-- PROVIDED RECORDS follows --

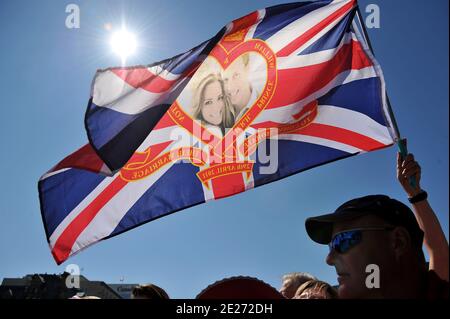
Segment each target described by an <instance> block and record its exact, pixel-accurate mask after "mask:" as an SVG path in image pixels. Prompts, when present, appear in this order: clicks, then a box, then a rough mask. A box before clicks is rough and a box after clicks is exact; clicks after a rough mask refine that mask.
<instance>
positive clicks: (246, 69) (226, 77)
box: [224, 58, 252, 110]
mask: <svg viewBox="0 0 450 319" xmlns="http://www.w3.org/2000/svg"><path fill="white" fill-rule="evenodd" d="M224 80H225V88H226V91H227V93H228V95H229V96H230V99H231V103H232V104H233V106H234V107H236V108H237V109H238V110H241V109H243V108H244V107H246V106H247V104H248V102H249V101H250V97H251V95H252V90H251V86H250V83H249V80H248V65H245V63H244V61H243V58H239V59H237V60H235V61H234V62H233V63H232V64H231V65H230V66H229V67H228V68H227V69H226V70H225V71H224Z"/></svg>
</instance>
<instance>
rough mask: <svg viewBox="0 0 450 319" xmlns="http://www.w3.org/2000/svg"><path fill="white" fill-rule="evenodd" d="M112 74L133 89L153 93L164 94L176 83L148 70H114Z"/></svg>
mask: <svg viewBox="0 0 450 319" xmlns="http://www.w3.org/2000/svg"><path fill="white" fill-rule="evenodd" d="M112 72H113V73H114V74H116V75H117V76H118V77H120V78H121V79H122V80H124V81H125V82H127V83H128V84H129V85H131V86H132V87H134V88H142V89H144V90H146V91H149V92H152V93H163V92H165V91H167V90H169V89H170V88H171V87H172V86H173V85H174V84H175V83H176V81H168V80H166V79H164V78H162V77H160V76H158V75H156V74H154V73H152V72H150V71H149V70H148V69H114V70H112Z"/></svg>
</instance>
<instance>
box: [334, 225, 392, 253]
mask: <svg viewBox="0 0 450 319" xmlns="http://www.w3.org/2000/svg"><path fill="white" fill-rule="evenodd" d="M394 228H395V227H371V228H357V229H350V230H346V231H343V232H340V233H337V234H336V235H334V237H333V239H332V240H331V242H330V243H329V244H328V247H329V248H330V251H332V250H334V251H336V252H338V253H340V254H345V253H346V252H347V251H349V250H350V249H351V248H353V247H355V246H356V245H358V244H359V243H360V242H361V240H362V232H363V231H375V230H392V229H394Z"/></svg>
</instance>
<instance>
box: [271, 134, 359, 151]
mask: <svg viewBox="0 0 450 319" xmlns="http://www.w3.org/2000/svg"><path fill="white" fill-rule="evenodd" d="M278 139H279V140H289V141H297V142H305V143H311V144H317V145H322V146H326V147H331V148H334V149H337V150H340V151H343V152H347V153H350V154H356V153H359V152H364V151H363V150H361V149H359V148H356V147H353V146H350V145H347V144H344V143H340V142H336V141H332V140H328V139H325V138H321V137H315V136H308V135H301V134H280V135H279V136H278Z"/></svg>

-- PROVIDED RECORDS concluded --

TASK BRIEF: Please go through the entries and show every line with the word "clicks".

WRITTEN RESPONSE:
Segment each target described by an <instance> block and record its exact, pixel-accurate mask after "mask:" as an SVG path in image pixels. Prompts, when present, appear in this order: clicks, then a box, then a rough mask. A box before clicks is rough and a box after clicks is exact; clicks after a rough mask refine that mask.
positive clicks: (246, 69) (226, 77)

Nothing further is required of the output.